-- start of DATA ROWS --

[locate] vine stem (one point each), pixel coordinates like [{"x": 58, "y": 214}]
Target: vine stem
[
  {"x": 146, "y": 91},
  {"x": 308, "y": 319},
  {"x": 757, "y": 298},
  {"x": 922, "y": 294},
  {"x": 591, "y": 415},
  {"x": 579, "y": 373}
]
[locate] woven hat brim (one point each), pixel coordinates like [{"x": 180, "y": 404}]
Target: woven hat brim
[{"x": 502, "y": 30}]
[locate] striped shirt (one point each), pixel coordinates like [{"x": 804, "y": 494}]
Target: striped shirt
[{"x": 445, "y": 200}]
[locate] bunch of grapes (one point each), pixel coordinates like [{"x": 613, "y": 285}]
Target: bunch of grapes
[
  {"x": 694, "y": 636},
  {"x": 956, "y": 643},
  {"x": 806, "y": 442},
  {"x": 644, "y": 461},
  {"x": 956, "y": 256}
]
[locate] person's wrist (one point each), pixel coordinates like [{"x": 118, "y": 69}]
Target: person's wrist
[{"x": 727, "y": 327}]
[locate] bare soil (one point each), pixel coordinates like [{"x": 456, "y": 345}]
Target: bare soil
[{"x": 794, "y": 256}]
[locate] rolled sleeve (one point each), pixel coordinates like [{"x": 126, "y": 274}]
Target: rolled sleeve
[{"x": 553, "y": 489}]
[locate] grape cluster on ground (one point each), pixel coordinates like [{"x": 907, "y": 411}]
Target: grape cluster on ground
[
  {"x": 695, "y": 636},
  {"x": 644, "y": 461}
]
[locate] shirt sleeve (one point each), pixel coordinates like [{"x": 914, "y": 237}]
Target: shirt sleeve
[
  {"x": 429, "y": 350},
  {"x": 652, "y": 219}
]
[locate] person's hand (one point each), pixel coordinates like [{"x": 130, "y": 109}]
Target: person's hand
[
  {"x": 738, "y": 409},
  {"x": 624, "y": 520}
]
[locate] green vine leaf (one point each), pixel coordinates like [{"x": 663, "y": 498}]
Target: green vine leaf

-- end of DATA ROWS --

§ **WHAT THE TASK REQUIRES**
Change every "bunch of grapes" in the data above to "cluster of grapes", then write all the lines out again with nothing else altered.

§ **SOLUTION TO THE PROBLEM**
[locate] vine stem (one point each), pixel coordinates like [{"x": 58, "y": 214}]
Target: vine stem
[
  {"x": 146, "y": 91},
  {"x": 308, "y": 319},
  {"x": 757, "y": 298},
  {"x": 922, "y": 294},
  {"x": 591, "y": 415},
  {"x": 579, "y": 373}
]
[locate] woven hat brim (one point each), pixel coordinates like [{"x": 180, "y": 404}]
Target: woven hat brim
[{"x": 502, "y": 30}]
[locate] striped shirt (one point each), pixel coordinates like [{"x": 804, "y": 494}]
Target: striped shirt
[{"x": 445, "y": 200}]
[locate] cluster of grapes (one point each), pixel coordinates like [{"x": 613, "y": 285}]
Target: cluster of grapes
[
  {"x": 694, "y": 636},
  {"x": 956, "y": 643},
  {"x": 806, "y": 442},
  {"x": 644, "y": 461},
  {"x": 956, "y": 256}
]
[locate] person's wrist (one point each), pixel coordinates like [{"x": 118, "y": 69}]
Target: person's wrist
[{"x": 727, "y": 327}]
[locate] bare soil (one point each), pixel coordinates like [{"x": 456, "y": 345}]
Target: bare soil
[{"x": 794, "y": 256}]
[locate] rolled sleeve (one point each), pixel coordinates like [{"x": 126, "y": 274}]
Target: rolled sleeve
[{"x": 553, "y": 489}]
[locate] grape cluster on ground (one point each), pixel coordinates like [{"x": 907, "y": 411}]
Target: grape cluster on ground
[
  {"x": 695, "y": 636},
  {"x": 644, "y": 461}
]
[locate] shirt sleeve (one point each), pixel coordinates like [{"x": 914, "y": 237}]
Target: shirt sleeve
[
  {"x": 429, "y": 350},
  {"x": 652, "y": 219}
]
[locate] person's hand (one point each), pixel coordinates like [{"x": 130, "y": 109}]
Target: person's hand
[
  {"x": 738, "y": 409},
  {"x": 624, "y": 520}
]
[locate] green vine leaf (one point each), pixel coordinates like [{"x": 663, "y": 498}]
Target: green vine leaf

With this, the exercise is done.